> **Directions**
Rewrite the lines below as a JSON list of strings, one string per line, with blank lines skipped. Leave the pictures out.

BEGIN Dataset extract

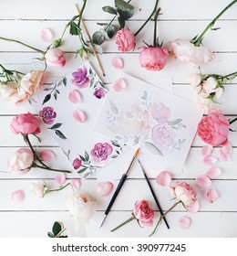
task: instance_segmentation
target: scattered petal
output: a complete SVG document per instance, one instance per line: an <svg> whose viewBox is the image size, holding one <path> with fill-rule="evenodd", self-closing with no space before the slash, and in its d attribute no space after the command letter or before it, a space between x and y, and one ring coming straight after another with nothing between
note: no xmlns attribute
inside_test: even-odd
<svg viewBox="0 0 237 256"><path fill-rule="evenodd" d="M20 203L25 198L24 190L15 190L12 192L12 200L15 203Z"/></svg>
<svg viewBox="0 0 237 256"><path fill-rule="evenodd" d="M211 144L204 145L201 148L201 154L203 156L209 156L213 151L213 147Z"/></svg>
<svg viewBox="0 0 237 256"><path fill-rule="evenodd" d="M124 66L123 59L118 57L113 58L112 66L117 69L122 69Z"/></svg>
<svg viewBox="0 0 237 256"><path fill-rule="evenodd" d="M55 153L52 150L46 149L39 153L39 158L45 162L50 162L55 159Z"/></svg>
<svg viewBox="0 0 237 256"><path fill-rule="evenodd" d="M206 156L203 159L203 163L207 165L213 165L217 161L218 161L218 159L213 156Z"/></svg>
<svg viewBox="0 0 237 256"><path fill-rule="evenodd" d="M159 185L167 187L171 183L171 176L168 171L163 171L157 176L156 181Z"/></svg>
<svg viewBox="0 0 237 256"><path fill-rule="evenodd" d="M73 117L76 122L85 123L87 121L87 115L84 112L76 110L73 112Z"/></svg>
<svg viewBox="0 0 237 256"><path fill-rule="evenodd" d="M191 219L188 216L182 216L179 219L179 225L183 229L189 229L191 223Z"/></svg>
<svg viewBox="0 0 237 256"><path fill-rule="evenodd" d="M79 91L77 90L73 90L70 91L68 95L69 101L76 104L78 103L81 101L81 94Z"/></svg>
<svg viewBox="0 0 237 256"><path fill-rule="evenodd" d="M113 89L117 92L123 91L127 87L127 84L123 79L118 79L113 83Z"/></svg>
<svg viewBox="0 0 237 256"><path fill-rule="evenodd" d="M114 185L111 182L100 182L98 184L96 192L100 197L107 197L108 196L114 188Z"/></svg>
<svg viewBox="0 0 237 256"><path fill-rule="evenodd" d="M216 189L211 188L205 191L204 198L207 199L210 203L213 203L219 198L219 193L216 191Z"/></svg>
<svg viewBox="0 0 237 256"><path fill-rule="evenodd" d="M217 178L220 176L222 174L222 170L218 167L212 166L208 169L206 172L206 176L209 176L210 178Z"/></svg>
<svg viewBox="0 0 237 256"><path fill-rule="evenodd" d="M196 177L196 184L201 188L206 188L211 186L211 181L207 176L199 176Z"/></svg>
<svg viewBox="0 0 237 256"><path fill-rule="evenodd" d="M66 181L66 175L64 173L59 173L56 176L55 180L58 185L63 185Z"/></svg>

END Dataset extract

> **Full solution**
[
  "task: instance_segmentation",
  "target: scattered petal",
  "output: a complete SVG document per instance, one instance per line: an <svg> whose viewBox is the image size, holding one <path> with fill-rule=\"evenodd\", self-closing with no space before the slash, and in its d attribute no space after the command letter or before it, a space between x and y, and one ring coming straight after another with nothing between",
  "note: no xmlns attribute",
  "inside_test: even-odd",
  "<svg viewBox=\"0 0 237 256\"><path fill-rule=\"evenodd\" d=\"M20 203L25 198L24 190L15 190L12 192L12 200L15 203Z\"/></svg>",
  "<svg viewBox=\"0 0 237 256\"><path fill-rule=\"evenodd\" d=\"M211 144L204 145L201 148L201 154L203 156L209 156L213 151L213 147Z\"/></svg>",
  "<svg viewBox=\"0 0 237 256\"><path fill-rule=\"evenodd\" d=\"M124 66L123 59L118 57L113 58L112 66L117 69L122 69Z\"/></svg>",
  "<svg viewBox=\"0 0 237 256\"><path fill-rule=\"evenodd\" d=\"M55 153L52 150L46 149L39 153L39 158L45 162L50 162L55 159Z\"/></svg>",
  "<svg viewBox=\"0 0 237 256\"><path fill-rule=\"evenodd\" d=\"M206 156L203 159L203 163L207 165L213 165L217 161L218 161L218 159L213 156Z\"/></svg>",
  "<svg viewBox=\"0 0 237 256\"><path fill-rule=\"evenodd\" d=\"M159 185L167 187L171 183L171 176L168 171L163 171L157 176L156 181Z\"/></svg>",
  "<svg viewBox=\"0 0 237 256\"><path fill-rule=\"evenodd\" d=\"M73 117L76 122L85 123L87 121L87 115L84 112L76 110L73 112Z\"/></svg>",
  "<svg viewBox=\"0 0 237 256\"><path fill-rule=\"evenodd\" d=\"M191 219L188 216L182 216L179 219L179 225L183 229L189 229L191 223Z\"/></svg>",
  "<svg viewBox=\"0 0 237 256\"><path fill-rule=\"evenodd\" d=\"M79 91L77 90L73 90L70 91L68 95L69 101L76 104L78 103L81 101L81 94Z\"/></svg>",
  "<svg viewBox=\"0 0 237 256\"><path fill-rule=\"evenodd\" d=\"M113 89L117 92L123 91L127 87L127 84L123 79L118 79L113 83Z\"/></svg>",
  "<svg viewBox=\"0 0 237 256\"><path fill-rule=\"evenodd\" d=\"M114 185L111 182L100 182L98 184L96 192L100 197L107 197L108 196L114 188Z\"/></svg>",
  "<svg viewBox=\"0 0 237 256\"><path fill-rule=\"evenodd\" d=\"M216 189L211 188L205 191L204 198L207 199L210 203L213 203L219 198L219 193L216 191Z\"/></svg>",
  "<svg viewBox=\"0 0 237 256\"><path fill-rule=\"evenodd\" d=\"M217 178L220 176L222 174L222 170L218 167L212 166L208 169L206 172L206 176L209 176L210 178Z\"/></svg>",
  "<svg viewBox=\"0 0 237 256\"><path fill-rule=\"evenodd\" d=\"M196 177L196 184L201 188L206 188L211 186L211 181L207 176L199 176Z\"/></svg>",
  "<svg viewBox=\"0 0 237 256\"><path fill-rule=\"evenodd\" d=\"M66 181L66 175L64 173L59 173L56 176L55 180L58 185L63 185Z\"/></svg>"
]